A maggior ragione quando converte la moneta in titoli obbligazionari dell’area euro, siano essi emessi da una nazione o da una società quotata in borsa. Oggi questa fede nel futuro del valore di una valuta si è interrotta. Forse si è interrotta per un’ondata di pessima comunicazione anche fatta ad arte: il problema è relativo mentre l’effetto è visibile.
Certamente, quando esce la notizia che il Fondo Monetario Internazionale si appresta a dare all’Italia una linea di credito di circa 600 miliardi di euro, ognuno di noi fa un semplice calcolo: l’Italia ha un debito verso l’esterno di circa 2.000 miliardi di euro. Ogni anno scadono rate di questo debito e, se non si hanno i soldi per pagarlo, lo Stato lo rinnova rivolgendosi al mercato finanziario.
Per il 2012 e 2013 lo Stato italiano dovrà attingere al mercato finanziario mondiale circa 700 euro per rinnovo del debito che non può pagare a saldo. Per pagarlo a saldo dovrebbe attuare una manovra biennale da 700 miliardi di euro: oggi appare grave che si appresti ad una manovra biennale che pesa un decimo!
Il mercato ha prima reagito chiedendo un tasso più elevato: questo comporta che nel 2012 e 2013 lo Stato debba ricorre al mercato finanziario per cifre maggiori. Se noi passiamo da un tasso medio del 4% (interessi passivi per circa 80 miliardi annui) ad un tasso medio dell’8% (interessi passivi per circa 160 miliardi) la manovra correttiva diventa un pannicello caldo. Ogni giorno, quindi, il governo deve rifare i calcoli di prospettiva e tace sui provvedimenti.
Drenare al popolo 40 od 80 miliardi significa azzerare consumi per altrettanto: la moneta infatti va a coloro che hanno sottoscritto i titoli di Stato, che per il 40% sono investitori esteri., per il pagamento a questi ultimi la moneta non circola più al nostro interno e ciò genera un effetto depressivo. I nostri negozi non vendono, le case rimangono sfitte, i costruttori non vendono e così via.

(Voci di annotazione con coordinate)
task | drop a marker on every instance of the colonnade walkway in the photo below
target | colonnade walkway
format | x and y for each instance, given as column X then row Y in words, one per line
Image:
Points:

▸ **CONSEGNA 1**
Nel testo sul debito italiano, elenca gli effetti depressivi indicati nella frase che comincia con "I nostri negozi non vendono".
▸ **CONSEGNA 2**
Per favore, indica quale quota dei titoli di Stato è sottoscritta da investitori esteri secondo il testo sul debito italiano.

▸ **RISPOSTA 1**
- I negozi non vendono.
- Le case rimangono sfitte.
- I costruttori non vendono.

▸ **RISPOSTA 2**
Il 40%.